*** INFORMATION SUPPLIED ***

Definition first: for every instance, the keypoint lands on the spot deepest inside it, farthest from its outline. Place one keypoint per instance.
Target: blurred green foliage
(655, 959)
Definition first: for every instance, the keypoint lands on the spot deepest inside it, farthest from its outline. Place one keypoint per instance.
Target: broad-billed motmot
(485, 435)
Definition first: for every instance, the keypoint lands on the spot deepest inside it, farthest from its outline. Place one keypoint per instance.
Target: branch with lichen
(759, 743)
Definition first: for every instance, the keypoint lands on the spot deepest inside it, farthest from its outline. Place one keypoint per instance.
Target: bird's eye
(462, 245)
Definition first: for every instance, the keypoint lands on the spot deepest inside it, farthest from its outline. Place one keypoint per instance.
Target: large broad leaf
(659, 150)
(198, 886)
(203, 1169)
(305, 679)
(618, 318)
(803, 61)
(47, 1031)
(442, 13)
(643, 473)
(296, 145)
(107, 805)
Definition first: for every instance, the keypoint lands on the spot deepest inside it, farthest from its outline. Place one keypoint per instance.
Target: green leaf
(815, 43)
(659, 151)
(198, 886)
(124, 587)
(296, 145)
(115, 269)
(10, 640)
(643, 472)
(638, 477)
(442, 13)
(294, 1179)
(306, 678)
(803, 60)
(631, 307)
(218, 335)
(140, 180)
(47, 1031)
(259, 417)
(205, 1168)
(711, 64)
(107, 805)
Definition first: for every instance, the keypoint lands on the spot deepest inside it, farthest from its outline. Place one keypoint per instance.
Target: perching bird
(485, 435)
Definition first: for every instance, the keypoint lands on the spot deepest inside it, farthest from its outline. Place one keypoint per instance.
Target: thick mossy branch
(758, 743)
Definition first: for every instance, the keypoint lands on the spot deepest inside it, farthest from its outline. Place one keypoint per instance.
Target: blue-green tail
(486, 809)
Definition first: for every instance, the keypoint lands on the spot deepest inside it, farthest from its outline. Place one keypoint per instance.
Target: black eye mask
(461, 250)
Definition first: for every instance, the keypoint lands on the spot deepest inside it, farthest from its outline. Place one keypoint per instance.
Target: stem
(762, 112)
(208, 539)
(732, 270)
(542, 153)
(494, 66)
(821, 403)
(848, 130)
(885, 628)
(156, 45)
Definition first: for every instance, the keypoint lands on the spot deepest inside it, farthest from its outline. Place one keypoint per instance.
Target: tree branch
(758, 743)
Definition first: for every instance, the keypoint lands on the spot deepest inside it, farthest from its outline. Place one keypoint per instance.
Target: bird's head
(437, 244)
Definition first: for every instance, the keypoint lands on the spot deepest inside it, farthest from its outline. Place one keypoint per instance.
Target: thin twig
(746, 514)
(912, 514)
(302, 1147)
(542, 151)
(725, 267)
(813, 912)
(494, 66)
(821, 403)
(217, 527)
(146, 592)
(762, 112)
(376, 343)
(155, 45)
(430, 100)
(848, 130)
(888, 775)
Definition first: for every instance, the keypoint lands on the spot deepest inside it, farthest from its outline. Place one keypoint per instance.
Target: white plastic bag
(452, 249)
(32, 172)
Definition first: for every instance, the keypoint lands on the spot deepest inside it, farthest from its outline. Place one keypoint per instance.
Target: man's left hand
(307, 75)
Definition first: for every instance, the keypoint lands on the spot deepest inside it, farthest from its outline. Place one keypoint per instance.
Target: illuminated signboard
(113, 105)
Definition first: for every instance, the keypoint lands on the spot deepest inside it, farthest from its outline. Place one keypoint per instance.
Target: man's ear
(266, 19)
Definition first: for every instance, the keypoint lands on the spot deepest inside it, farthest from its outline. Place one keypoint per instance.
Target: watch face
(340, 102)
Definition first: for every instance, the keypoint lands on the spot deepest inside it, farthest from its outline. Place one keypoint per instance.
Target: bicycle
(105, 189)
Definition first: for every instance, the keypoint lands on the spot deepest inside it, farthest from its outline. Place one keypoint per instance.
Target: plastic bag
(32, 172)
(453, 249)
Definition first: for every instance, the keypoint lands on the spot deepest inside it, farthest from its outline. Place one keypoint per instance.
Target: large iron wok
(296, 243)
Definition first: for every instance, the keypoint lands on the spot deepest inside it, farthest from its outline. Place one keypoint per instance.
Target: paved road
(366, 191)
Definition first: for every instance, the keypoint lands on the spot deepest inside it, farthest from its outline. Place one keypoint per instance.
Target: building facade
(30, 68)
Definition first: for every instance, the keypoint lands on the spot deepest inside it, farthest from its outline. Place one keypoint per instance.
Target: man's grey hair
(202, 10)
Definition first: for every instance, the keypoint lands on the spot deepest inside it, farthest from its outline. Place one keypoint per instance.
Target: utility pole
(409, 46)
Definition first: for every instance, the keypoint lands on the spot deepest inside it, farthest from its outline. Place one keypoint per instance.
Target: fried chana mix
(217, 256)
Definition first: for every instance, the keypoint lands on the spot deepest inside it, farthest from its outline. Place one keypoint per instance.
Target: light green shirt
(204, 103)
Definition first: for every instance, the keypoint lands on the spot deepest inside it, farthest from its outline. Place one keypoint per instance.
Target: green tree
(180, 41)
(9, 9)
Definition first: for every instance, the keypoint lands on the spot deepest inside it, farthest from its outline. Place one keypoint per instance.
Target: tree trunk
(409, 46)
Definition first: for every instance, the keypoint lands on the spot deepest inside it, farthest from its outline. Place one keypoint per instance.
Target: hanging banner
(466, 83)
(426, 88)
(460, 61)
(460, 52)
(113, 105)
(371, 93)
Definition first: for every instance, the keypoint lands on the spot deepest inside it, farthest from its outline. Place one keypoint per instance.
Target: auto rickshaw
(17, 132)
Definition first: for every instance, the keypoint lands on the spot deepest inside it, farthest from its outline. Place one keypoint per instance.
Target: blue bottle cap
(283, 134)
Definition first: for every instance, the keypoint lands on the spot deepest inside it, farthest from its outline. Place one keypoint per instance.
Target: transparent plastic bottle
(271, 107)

***

• **WHAT IS REQUIRED**: Restate all of the material, keeping every word intact.

• **ANSWER TO THIS PROBLEM**:
Definition first: for every instance, the keypoint lands on the spot deepest inside it, farthest from its outline. Place one keypoint per instance.
Target: blurred green foliage
(655, 959)
Definition first: for every instance, the keypoint lands on the spot deepest inside it, farthest from its outline. Place one keypoint per instance.
Target: broad-billed motmot
(485, 435)
Definition first: for every instance, the keypoint lands on the spot deepest inside it, farthest from its outline. Place one keypoint per instance.
Target: branch with lichen
(759, 743)
Definition first: for every instance, the keypoint lands on the spot deepest inside it, farthest from its outline. Place one keypoint per instance.
Target: bird's eye
(462, 245)
Definition first: for every instance, the keypoint lands on the spot deepest inside it, farthest from its outline. Place one keypoint per instance.
Target: large broad leaf
(659, 150)
(198, 886)
(203, 1169)
(305, 679)
(618, 318)
(803, 61)
(47, 1031)
(442, 13)
(643, 473)
(296, 145)
(107, 805)
Definition first: for every instance, the keypoint lands on the spot deepest inside it, farthest from its outline. Place one keypoint per instance.
Target: green leaf
(815, 43)
(659, 151)
(198, 886)
(124, 587)
(296, 145)
(115, 269)
(10, 640)
(643, 472)
(638, 477)
(442, 13)
(294, 1179)
(306, 678)
(803, 60)
(631, 307)
(218, 335)
(140, 180)
(47, 1031)
(259, 417)
(205, 1168)
(711, 64)
(107, 805)
Definition first: for every instance, the keypoint lands on the spot deepest inside it, farthest from its outline. Place one keypoint per instance.
Target: perching bird
(485, 435)
Definition first: for every instance, the keypoint lands on the spot deepest inside it, farthest from its outline. Place one keypoint per instance.
Target: thick mossy branch
(758, 743)
Definition first: for every instance, the keypoint lands on the spot deepest inside it, farthest from its outline. Place one keypoint per instance.
Target: blue-green tail
(486, 809)
Definition first: for every instance, the keypoint lands on the spot deepest inside it, farthest from its outline. Place one keypoint per instance.
Target: black eye mask
(461, 250)
Definition first: for every instance, the keypoint lands on the spot deepest inside it, farthest from its outline. Place one keypoint per instance.
Target: stem
(762, 112)
(208, 539)
(732, 270)
(542, 153)
(494, 66)
(821, 403)
(848, 130)
(885, 628)
(156, 45)
Definition first: for every instance, the keypoint lands on the spot deepest inside it, farthest from its outline. Place one keypoint per instance.
Target: tree branch
(758, 743)
Definition first: for every instance, the keypoint lands on the spot deepest inside it, farthest from its outline. Place one keypoint per instance.
Target: bird's head
(437, 244)
Definition first: for every instance, the keypoint lands on the spot deepest inside it, farthest from its outline. Place one keypoint per instance.
Target: thin twig
(746, 514)
(912, 514)
(302, 1147)
(542, 151)
(725, 267)
(813, 912)
(494, 66)
(821, 403)
(217, 527)
(146, 592)
(762, 112)
(376, 343)
(155, 45)
(430, 100)
(848, 130)
(888, 775)
Definition first: for every instance, the keypoint lands on the spot deepest inside it, farthest from its outline. Place one keypoint per instance.
Target: white plastic bag
(452, 249)
(32, 172)
Definition first: for every instance, the keypoint lands on the spot deepest inside it, farthest from its outline. Place one keypoint per instance.
Target: man's left hand
(307, 75)
Definition first: for every instance, the keypoint lands on the spot deepest inside it, farthest from its outline. Place one keypoint per instance.
Target: illuminated signboard
(113, 105)
Definition first: for every instance, the keypoint lands on the spot deepest inside it, farthest from its outline. Place one keypoint per instance.
Target: man's ear
(266, 19)
Definition first: for every instance, the keypoint lands on the spot deepest inside it, farthest from its outline. Place one keypoint per instance.
Target: watch face
(340, 102)
Definition first: for every instance, the keypoint lands on the spot deepest inside it, farthest from its outline. Place one keypoint per instance.
Target: bicycle
(105, 189)
Definition first: for every instance, the keypoint lands on the spot deepest inside it, farthest from its outline. Place one keypoint per instance.
Target: plastic bag
(32, 172)
(453, 249)
Definition first: for every instance, the keypoint lands on the spot deepest inside it, farthest from its outline. Place one keypoint per instance.
Target: large iron wok
(296, 243)
Definition first: for every instance, the keypoint lands on the spot deepest inside it, farthest from its outline. Place one keypoint per instance.
Target: paved road
(366, 191)
Definition first: for every instance, the keypoint lands on the spot deepest inside it, farthest from its outline. Place one keypoint per instance.
Target: building facade
(30, 68)
Definition first: for every instance, the keypoint lands on the spot deepest inside it, farthest from its outline. Place one keypoint per instance.
Target: man's grey hair
(202, 10)
Definition first: for every instance, the keypoint lands on the spot deepest inside it, farthest from its outline. Place one keypoint per instance.
Target: utility pole
(409, 46)
Definition first: for every instance, the keypoint lands on the spot deepest inside it, farthest from its outline. Place one keypoint per instance.
Target: fried chana mix
(217, 256)
Definition first: for every instance, the keypoint lands on the spot deepest inside it, farthest from its outline. Place one keypoint per instance.
Target: light green shirt
(204, 103)
Definition first: for every instance, the keypoint lands on the spot deepest inside it, farthest from its outline. Place one keypoint per instance.
Target: green tree
(180, 41)
(9, 9)
Definition first: for every instance, the keypoint lands on the spot deepest inside it, farthest from its outline. Place one keypoint per instance.
Target: tree trunk
(409, 46)
Definition first: for every instance, the keypoint lands on the spot deepest inside it, farthest from its outline. Place one keypoint per instance.
Target: hanging banner
(466, 83)
(426, 88)
(460, 61)
(460, 52)
(113, 105)
(371, 93)
Definition first: for every instance, the keypoint lands on the spot deepest inside it, farthest from its outline. Place one keypoint per instance.
Target: auto rickshaw
(17, 132)
Definition first: for every instance, the keypoint lands on the spot deepest inside it, farthest from its outline. Place one keypoint per instance.
Target: blue bottle cap
(283, 134)
Definition first: for every instance, the keypoint lands on the spot deepest inside it, farthest from its outline. Place one keypoint per instance.
Target: transparent plastic bottle
(271, 107)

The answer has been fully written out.